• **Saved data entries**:
_ _ _ _
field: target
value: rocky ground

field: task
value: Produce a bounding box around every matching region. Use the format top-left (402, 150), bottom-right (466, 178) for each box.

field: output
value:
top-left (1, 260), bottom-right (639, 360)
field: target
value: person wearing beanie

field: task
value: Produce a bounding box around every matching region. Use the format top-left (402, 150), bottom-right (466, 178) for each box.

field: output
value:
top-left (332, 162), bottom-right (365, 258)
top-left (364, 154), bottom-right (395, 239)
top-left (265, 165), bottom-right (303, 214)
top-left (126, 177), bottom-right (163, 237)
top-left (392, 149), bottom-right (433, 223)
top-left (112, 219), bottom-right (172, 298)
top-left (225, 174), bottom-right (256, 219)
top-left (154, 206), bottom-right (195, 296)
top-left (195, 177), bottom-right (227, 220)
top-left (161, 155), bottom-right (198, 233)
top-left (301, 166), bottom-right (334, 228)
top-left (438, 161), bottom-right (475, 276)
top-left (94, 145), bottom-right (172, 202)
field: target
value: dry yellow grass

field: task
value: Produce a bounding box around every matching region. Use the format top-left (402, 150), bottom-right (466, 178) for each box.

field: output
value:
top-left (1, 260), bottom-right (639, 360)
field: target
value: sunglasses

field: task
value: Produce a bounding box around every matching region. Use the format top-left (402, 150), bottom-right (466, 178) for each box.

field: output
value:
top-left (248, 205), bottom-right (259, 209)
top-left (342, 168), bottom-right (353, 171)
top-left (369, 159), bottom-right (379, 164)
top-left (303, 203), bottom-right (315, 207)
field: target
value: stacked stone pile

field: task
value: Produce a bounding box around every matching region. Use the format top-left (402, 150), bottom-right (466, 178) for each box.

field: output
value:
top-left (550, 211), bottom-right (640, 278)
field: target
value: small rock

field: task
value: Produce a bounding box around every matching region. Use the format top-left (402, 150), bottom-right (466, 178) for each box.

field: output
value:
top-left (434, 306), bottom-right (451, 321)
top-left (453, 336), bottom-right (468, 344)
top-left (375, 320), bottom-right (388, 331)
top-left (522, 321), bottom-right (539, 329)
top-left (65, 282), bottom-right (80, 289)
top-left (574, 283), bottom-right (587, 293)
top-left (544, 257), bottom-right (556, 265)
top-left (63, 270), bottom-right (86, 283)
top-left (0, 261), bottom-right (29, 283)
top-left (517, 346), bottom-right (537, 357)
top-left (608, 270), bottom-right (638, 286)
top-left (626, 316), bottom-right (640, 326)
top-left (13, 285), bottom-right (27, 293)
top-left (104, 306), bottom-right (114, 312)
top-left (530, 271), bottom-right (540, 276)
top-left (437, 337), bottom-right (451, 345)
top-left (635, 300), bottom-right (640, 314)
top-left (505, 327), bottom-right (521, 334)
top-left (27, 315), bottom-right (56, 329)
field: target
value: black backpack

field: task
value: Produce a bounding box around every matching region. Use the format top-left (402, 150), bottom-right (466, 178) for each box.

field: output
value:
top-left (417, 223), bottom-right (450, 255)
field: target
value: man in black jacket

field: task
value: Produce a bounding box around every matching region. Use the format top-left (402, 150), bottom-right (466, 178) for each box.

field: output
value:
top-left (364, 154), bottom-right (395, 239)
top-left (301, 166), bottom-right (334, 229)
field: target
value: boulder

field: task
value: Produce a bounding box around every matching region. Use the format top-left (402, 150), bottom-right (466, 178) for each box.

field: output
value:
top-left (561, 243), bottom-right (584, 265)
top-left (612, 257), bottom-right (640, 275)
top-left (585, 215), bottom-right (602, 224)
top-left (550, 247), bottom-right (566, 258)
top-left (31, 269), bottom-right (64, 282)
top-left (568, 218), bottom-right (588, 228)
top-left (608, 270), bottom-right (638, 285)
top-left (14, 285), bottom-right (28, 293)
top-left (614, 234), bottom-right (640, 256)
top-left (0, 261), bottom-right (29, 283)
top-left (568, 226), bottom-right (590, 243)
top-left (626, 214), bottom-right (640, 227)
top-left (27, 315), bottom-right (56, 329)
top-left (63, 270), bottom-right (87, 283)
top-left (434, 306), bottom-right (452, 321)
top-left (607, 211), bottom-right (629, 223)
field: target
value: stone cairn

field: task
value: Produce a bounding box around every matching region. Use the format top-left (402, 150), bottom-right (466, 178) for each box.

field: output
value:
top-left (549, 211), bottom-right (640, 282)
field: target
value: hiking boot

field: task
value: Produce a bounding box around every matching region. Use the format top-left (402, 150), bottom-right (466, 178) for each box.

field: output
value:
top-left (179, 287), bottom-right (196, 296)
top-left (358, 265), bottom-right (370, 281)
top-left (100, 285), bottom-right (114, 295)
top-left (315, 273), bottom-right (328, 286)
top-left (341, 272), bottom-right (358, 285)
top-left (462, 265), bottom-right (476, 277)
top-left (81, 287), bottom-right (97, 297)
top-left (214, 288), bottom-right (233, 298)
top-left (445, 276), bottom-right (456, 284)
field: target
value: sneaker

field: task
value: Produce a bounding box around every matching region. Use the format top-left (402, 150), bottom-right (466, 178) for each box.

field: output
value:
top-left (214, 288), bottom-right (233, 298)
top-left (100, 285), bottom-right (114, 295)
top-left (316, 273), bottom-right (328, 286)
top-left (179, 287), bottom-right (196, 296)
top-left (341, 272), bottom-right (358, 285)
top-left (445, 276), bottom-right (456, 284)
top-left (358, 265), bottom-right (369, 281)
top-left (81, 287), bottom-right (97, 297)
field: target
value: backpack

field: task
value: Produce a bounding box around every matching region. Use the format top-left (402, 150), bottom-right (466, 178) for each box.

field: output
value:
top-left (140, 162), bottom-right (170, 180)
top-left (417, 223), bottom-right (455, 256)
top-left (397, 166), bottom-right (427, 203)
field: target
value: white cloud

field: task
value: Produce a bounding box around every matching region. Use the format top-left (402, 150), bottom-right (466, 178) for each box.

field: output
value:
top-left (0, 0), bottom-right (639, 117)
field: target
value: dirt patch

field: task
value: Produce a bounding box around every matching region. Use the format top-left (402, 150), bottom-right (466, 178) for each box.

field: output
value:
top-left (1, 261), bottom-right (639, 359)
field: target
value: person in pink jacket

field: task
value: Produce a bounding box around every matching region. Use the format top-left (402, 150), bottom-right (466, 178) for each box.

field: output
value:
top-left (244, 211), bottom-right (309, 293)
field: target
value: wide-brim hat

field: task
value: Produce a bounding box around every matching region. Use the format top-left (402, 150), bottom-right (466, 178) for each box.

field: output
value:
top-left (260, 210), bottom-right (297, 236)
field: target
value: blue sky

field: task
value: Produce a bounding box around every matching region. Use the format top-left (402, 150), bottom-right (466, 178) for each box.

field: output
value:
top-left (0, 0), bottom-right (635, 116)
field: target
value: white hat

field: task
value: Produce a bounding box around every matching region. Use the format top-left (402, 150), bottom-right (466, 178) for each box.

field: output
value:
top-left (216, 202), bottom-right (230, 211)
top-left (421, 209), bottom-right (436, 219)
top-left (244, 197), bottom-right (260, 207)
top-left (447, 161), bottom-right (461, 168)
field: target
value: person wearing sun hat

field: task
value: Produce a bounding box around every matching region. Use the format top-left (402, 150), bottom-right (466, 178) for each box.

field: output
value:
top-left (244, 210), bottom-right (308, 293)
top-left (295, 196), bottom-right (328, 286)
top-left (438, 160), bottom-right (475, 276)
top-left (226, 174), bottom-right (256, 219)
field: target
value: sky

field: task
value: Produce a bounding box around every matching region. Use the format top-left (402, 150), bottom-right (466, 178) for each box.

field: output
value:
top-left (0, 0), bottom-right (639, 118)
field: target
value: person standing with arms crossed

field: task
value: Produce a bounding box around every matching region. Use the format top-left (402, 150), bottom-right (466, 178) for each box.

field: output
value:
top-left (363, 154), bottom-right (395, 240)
_ _ _ _
• **Exercise aim**:
All the records above need to be restated exactly, line by line.

• **Answer area**:
field: target
value: rocky ground

field: task
value: Produce a bounding box around every matching region. Use the format top-left (402, 150), bottom-right (466, 178) for each box.

field: output
value:
top-left (1, 260), bottom-right (639, 360)
field: target
value: person wearing beanie

field: task
value: Produce a bounding box around every matching region. Use the format top-left (402, 150), bottom-right (466, 178) for each box.

field: output
value:
top-left (332, 162), bottom-right (365, 258)
top-left (364, 154), bottom-right (395, 239)
top-left (265, 165), bottom-right (303, 214)
top-left (126, 177), bottom-right (163, 237)
top-left (392, 149), bottom-right (433, 223)
top-left (112, 219), bottom-right (172, 298)
top-left (225, 174), bottom-right (256, 219)
top-left (154, 206), bottom-right (195, 296)
top-left (195, 177), bottom-right (227, 220)
top-left (161, 155), bottom-right (198, 233)
top-left (301, 166), bottom-right (334, 228)
top-left (438, 161), bottom-right (475, 276)
top-left (94, 145), bottom-right (172, 202)
field: target
value: dry yellow grass

field: task
value: Produce a bounding box around every matching region. Use the format top-left (402, 150), bottom-right (466, 178) for each box.

field: output
value:
top-left (1, 260), bottom-right (639, 360)
field: target
value: sunglasses

field: task
value: Produce a bounding box around every matching region. Use the format top-left (402, 150), bottom-right (466, 178) for each box.

field: output
value:
top-left (248, 205), bottom-right (259, 209)
top-left (342, 168), bottom-right (353, 171)
top-left (369, 159), bottom-right (379, 164)
top-left (303, 203), bottom-right (315, 207)
field: target
value: stacked stone pile

field: task
value: Produce a bounding box around every matching region. Use the format top-left (402, 150), bottom-right (466, 178) for each box.

field: output
value:
top-left (550, 211), bottom-right (640, 278)
field: target
value: small rock

field: task
value: Produce a bounding box around every matching region. Use the format top-left (402, 150), bottom-right (466, 178) for each box.

field: output
value:
top-left (434, 306), bottom-right (451, 321)
top-left (453, 336), bottom-right (468, 344)
top-left (375, 320), bottom-right (388, 331)
top-left (522, 321), bottom-right (539, 329)
top-left (65, 282), bottom-right (80, 289)
top-left (574, 283), bottom-right (587, 293)
top-left (544, 257), bottom-right (556, 265)
top-left (63, 270), bottom-right (86, 283)
top-left (0, 261), bottom-right (29, 283)
top-left (517, 346), bottom-right (537, 357)
top-left (608, 270), bottom-right (638, 286)
top-left (626, 316), bottom-right (640, 326)
top-left (13, 285), bottom-right (27, 293)
top-left (104, 306), bottom-right (114, 312)
top-left (530, 271), bottom-right (540, 276)
top-left (437, 337), bottom-right (451, 345)
top-left (635, 300), bottom-right (640, 314)
top-left (505, 327), bottom-right (521, 334)
top-left (27, 315), bottom-right (56, 329)
field: target
value: black backpack

field: task
value: Produce a bounding box around every matching region. Use the format top-left (402, 150), bottom-right (466, 178) for each box.

field: output
value:
top-left (417, 223), bottom-right (450, 255)
field: target
value: man in black jacket

field: task
value: Produce a bounding box around every matching region. Use the format top-left (402, 150), bottom-right (466, 178) for each box.

field: output
value:
top-left (364, 154), bottom-right (395, 239)
top-left (301, 166), bottom-right (334, 229)
field: target
value: boulder

field: task
value: Produce a bounding box around every matching region. Use the format top-left (402, 150), bottom-right (466, 178) for each box.

field: output
value:
top-left (561, 243), bottom-right (584, 265)
top-left (612, 257), bottom-right (640, 275)
top-left (585, 215), bottom-right (602, 224)
top-left (550, 247), bottom-right (566, 258)
top-left (31, 269), bottom-right (64, 282)
top-left (568, 218), bottom-right (588, 228)
top-left (608, 270), bottom-right (638, 285)
top-left (14, 285), bottom-right (28, 293)
top-left (614, 234), bottom-right (640, 256)
top-left (0, 261), bottom-right (29, 283)
top-left (568, 226), bottom-right (590, 243)
top-left (626, 214), bottom-right (640, 227)
top-left (27, 315), bottom-right (56, 329)
top-left (63, 270), bottom-right (87, 283)
top-left (434, 306), bottom-right (452, 321)
top-left (607, 211), bottom-right (629, 223)
field: target
value: stone cairn

field: task
value: Produce a bounding box around every matching region. Use the format top-left (402, 150), bottom-right (466, 178) for each box.

field: output
value:
top-left (549, 211), bottom-right (640, 282)
field: target
value: hiking boot

field: task
value: Produce a bounding box around every matching region. Use the format top-left (402, 150), bottom-right (466, 178) for each box.

field: output
value:
top-left (179, 287), bottom-right (196, 296)
top-left (358, 265), bottom-right (370, 281)
top-left (100, 285), bottom-right (114, 295)
top-left (315, 273), bottom-right (328, 286)
top-left (341, 272), bottom-right (358, 285)
top-left (462, 265), bottom-right (476, 277)
top-left (81, 287), bottom-right (97, 297)
top-left (214, 288), bottom-right (233, 298)
top-left (445, 276), bottom-right (456, 284)
field: target
value: sneaker

field: task
value: Produce a bounding box around every matching region. Use the format top-left (402, 150), bottom-right (466, 178) for each box.

field: output
value:
top-left (214, 288), bottom-right (233, 298)
top-left (100, 285), bottom-right (114, 295)
top-left (316, 273), bottom-right (328, 286)
top-left (179, 287), bottom-right (196, 296)
top-left (341, 272), bottom-right (358, 285)
top-left (445, 276), bottom-right (456, 284)
top-left (358, 265), bottom-right (369, 281)
top-left (81, 287), bottom-right (97, 297)
field: target
value: backpack

field: task
value: Produce a bounding box around every matching region. Use the format top-left (402, 150), bottom-right (466, 178) for each box.

field: output
value:
top-left (140, 162), bottom-right (170, 180)
top-left (417, 223), bottom-right (455, 256)
top-left (397, 166), bottom-right (427, 203)
field: target
value: white cloud

field: task
value: Produce a bounding box around every matching region. Use the format top-left (402, 150), bottom-right (466, 178) for each box.

field: output
value:
top-left (0, 0), bottom-right (639, 117)
field: target
value: dirt patch

field: task
value: Produce a bounding box around every matching region. Use the format top-left (402, 150), bottom-right (466, 178) for each box.

field: output
value:
top-left (1, 261), bottom-right (639, 359)
field: target
value: person in pink jacket

field: task
value: Produce a bounding box around every matching region. Use the format top-left (402, 150), bottom-right (466, 178) for each box.

field: output
value:
top-left (244, 211), bottom-right (309, 293)
field: target
value: wide-brim hat

field: task
value: Produce a bounding box around every matching region. Use the format top-left (402, 150), bottom-right (466, 178) for each box.

field: output
value:
top-left (260, 210), bottom-right (297, 236)
field: target
value: blue sky

field: task
value: Produce a bounding box around every matching region. Use the format top-left (402, 150), bottom-right (466, 178) for each box.

field: output
value:
top-left (0, 0), bottom-right (635, 116)
field: target
value: white hat

field: task
value: Produce a bounding box around every matching region. Use the format top-left (402, 150), bottom-right (466, 178) for each box.

field: output
value:
top-left (216, 202), bottom-right (230, 211)
top-left (421, 209), bottom-right (436, 219)
top-left (244, 197), bottom-right (260, 207)
top-left (447, 161), bottom-right (461, 168)
field: target
value: person wearing sun hat

field: task
value: Produce a bounding box around every matching region. Use the format top-left (402, 150), bottom-right (466, 178) for each box.

field: output
value:
top-left (244, 210), bottom-right (308, 293)
top-left (295, 196), bottom-right (328, 286)
top-left (438, 160), bottom-right (475, 276)
top-left (226, 174), bottom-right (256, 219)
field: target
value: sky

field: task
value: Produce a bounding box around every matching region. Use the format top-left (402, 150), bottom-right (466, 178) for each box.

field: output
value:
top-left (0, 0), bottom-right (639, 118)
field: target
value: person standing with arms crossed

field: task
value: Produce a bounding box around every matching region. Use the format top-left (402, 150), bottom-right (466, 178) for each box.

field: output
value:
top-left (363, 154), bottom-right (395, 240)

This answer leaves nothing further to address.